§ WHAT IS ASKED:
1 > From the broadband article, output the part that opens with the words containing "The office is" and closes with "by local councils.", copied word for word.
2 > Answer these questions using the broadband article:
(a) How many of the 44 rural areas are expected to reach the superfast internet targets by 2015?
(b) What internet speed did Jeremy Hunt originally pledge to make available?
(c) How much additional funding did the treasury pledge to meet its revised goal?
3 > List every sum of money mentioned in the broadband article.

§ SOURCE TEXT:

+++++

Five questions answered on report criticising the government’s rural broadband rollout plans

We were promised super-fast broadband - where is it?

The National Audit Office has raised concerns over the government’s delayed roll out of superfast rural broadband. We answer five questions on the report.

What are they key criticisms of the report?

Mostly that the scheme is two years behind its original schedule. Only nine out 44 rural areas are expected to reach targets for high superfast internet by 2015, with another four potentially missing an extended 2017 deadline.

The office is also concerned that BT would be the only firm likely to win contracts and thus benefit from £1.2bn of public funds as a result. It also raises concerns over the government’s ability to negotiate fair contracts with BT.

If the scheme is delayed does the report think it will cost the taxpayer more?

Yes.

Originally Culture Secretary Jeremy Hunt pledged to have internet speeds above 24 megabits per second available to 90 per cent of premises in every local authority of the UK by May 2015 for £530m, plus funds added by local councils.

Last week the treasury revised its plans, stating that it wanted 95 per cent of UK properties with access to superfast broadband by the end of 2017, and pledged another £250m more to meet this goal.

The report states that the: "government is not strong at taking remedial action to guard against further slippage".

There have also been claims that the Department for Culture Media and Sport (DCMS) does not have a proper grip on the programme and that BT is being unclear about costs.

What are other people saying?

+++++

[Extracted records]
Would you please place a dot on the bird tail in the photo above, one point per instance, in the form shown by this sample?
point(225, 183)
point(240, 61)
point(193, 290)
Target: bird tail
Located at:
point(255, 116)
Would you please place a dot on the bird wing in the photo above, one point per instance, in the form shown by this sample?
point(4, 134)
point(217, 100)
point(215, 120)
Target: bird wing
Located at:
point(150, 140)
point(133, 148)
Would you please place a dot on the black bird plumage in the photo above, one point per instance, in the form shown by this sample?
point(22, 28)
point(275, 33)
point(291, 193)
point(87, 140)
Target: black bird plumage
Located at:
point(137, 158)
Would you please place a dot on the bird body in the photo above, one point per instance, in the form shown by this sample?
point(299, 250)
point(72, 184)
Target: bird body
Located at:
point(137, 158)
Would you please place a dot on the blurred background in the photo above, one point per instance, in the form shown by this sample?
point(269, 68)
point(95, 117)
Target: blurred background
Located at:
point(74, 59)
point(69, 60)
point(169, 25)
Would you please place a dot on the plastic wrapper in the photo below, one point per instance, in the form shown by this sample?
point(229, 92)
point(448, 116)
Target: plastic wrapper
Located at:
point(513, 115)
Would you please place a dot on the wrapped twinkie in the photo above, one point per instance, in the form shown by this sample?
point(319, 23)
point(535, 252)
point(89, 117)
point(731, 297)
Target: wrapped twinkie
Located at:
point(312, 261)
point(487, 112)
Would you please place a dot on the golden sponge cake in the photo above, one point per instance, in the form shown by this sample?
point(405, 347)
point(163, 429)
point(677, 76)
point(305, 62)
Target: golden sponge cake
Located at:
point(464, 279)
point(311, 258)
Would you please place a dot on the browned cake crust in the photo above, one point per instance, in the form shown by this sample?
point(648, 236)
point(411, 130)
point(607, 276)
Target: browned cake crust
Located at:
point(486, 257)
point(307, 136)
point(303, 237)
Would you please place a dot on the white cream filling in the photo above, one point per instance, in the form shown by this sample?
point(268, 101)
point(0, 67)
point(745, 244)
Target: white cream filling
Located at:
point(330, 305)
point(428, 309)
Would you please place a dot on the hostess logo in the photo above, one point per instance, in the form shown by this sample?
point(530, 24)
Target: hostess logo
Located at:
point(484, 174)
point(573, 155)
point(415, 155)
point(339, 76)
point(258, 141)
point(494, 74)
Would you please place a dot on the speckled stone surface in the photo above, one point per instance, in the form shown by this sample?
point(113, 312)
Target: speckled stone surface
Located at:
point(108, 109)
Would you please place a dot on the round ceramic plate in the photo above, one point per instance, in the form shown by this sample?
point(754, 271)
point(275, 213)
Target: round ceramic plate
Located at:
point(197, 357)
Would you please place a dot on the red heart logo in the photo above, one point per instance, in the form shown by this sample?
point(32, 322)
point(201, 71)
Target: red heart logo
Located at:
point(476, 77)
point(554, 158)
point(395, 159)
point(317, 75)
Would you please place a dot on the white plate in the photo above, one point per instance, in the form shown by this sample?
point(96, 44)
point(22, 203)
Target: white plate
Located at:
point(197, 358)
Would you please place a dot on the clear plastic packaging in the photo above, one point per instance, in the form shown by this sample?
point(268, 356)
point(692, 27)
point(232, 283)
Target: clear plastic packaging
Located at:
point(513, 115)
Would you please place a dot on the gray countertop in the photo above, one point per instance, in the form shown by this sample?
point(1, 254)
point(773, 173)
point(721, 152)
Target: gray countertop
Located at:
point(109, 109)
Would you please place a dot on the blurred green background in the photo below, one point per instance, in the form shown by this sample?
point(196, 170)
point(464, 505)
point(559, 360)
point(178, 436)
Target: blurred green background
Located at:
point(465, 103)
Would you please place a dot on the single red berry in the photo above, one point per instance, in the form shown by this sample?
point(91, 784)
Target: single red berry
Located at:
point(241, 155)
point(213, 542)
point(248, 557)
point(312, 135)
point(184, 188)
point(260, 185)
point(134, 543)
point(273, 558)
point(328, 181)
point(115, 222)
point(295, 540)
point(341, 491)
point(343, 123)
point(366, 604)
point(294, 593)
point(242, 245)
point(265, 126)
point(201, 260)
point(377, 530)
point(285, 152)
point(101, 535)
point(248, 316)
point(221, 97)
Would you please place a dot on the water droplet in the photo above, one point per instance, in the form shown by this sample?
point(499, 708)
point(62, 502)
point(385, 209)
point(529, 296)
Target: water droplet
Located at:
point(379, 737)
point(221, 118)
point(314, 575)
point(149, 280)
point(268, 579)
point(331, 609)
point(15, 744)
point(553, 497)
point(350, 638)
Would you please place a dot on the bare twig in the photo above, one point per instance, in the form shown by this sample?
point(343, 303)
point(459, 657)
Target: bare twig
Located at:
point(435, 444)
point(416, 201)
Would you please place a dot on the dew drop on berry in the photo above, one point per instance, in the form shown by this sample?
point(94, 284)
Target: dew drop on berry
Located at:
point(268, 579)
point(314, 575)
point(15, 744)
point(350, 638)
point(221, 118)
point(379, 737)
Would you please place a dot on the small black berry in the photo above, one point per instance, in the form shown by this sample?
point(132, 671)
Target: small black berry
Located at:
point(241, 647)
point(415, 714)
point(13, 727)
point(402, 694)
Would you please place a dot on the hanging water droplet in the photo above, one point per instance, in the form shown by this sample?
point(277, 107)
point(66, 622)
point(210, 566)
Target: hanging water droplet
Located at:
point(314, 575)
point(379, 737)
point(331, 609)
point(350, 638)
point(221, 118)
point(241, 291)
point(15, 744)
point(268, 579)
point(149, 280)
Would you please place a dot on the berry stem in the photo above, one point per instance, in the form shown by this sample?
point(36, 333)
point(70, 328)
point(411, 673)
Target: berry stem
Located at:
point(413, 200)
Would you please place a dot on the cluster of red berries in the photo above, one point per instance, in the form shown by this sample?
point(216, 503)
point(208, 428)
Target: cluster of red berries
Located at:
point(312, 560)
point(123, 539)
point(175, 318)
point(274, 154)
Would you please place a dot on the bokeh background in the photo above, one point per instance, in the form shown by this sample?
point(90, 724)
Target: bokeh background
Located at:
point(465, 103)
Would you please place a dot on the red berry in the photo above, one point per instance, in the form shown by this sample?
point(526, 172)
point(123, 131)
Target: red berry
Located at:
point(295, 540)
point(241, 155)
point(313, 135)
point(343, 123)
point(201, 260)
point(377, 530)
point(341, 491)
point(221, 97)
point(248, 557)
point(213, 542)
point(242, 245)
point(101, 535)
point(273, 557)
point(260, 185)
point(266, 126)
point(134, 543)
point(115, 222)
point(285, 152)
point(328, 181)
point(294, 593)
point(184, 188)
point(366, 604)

+++++

§ PER-TASK ANSWERS:
1 >
The office is also concerned that BT would be the only firm likely to win contracts and thus benefit from £1.2bn of public funds as a result. It also raises concerns over the government’s ability to negotiate fair contracts with BT.

If the scheme is delayed does the report think it will cost the taxpayer more?

Yes.

Originally Culture Secretary Jeremy Hunt pledged to have internet speeds above 24 megabits per second available to 90 per cent of premises in every local authority of the UK by May 2015 for £530m, plus funds added by local councils.

2 >
(a) Nine.
(b) Speeds above 24 megabits per second.
(c) £250m.

3 >
£1.2bn
£530m
£250m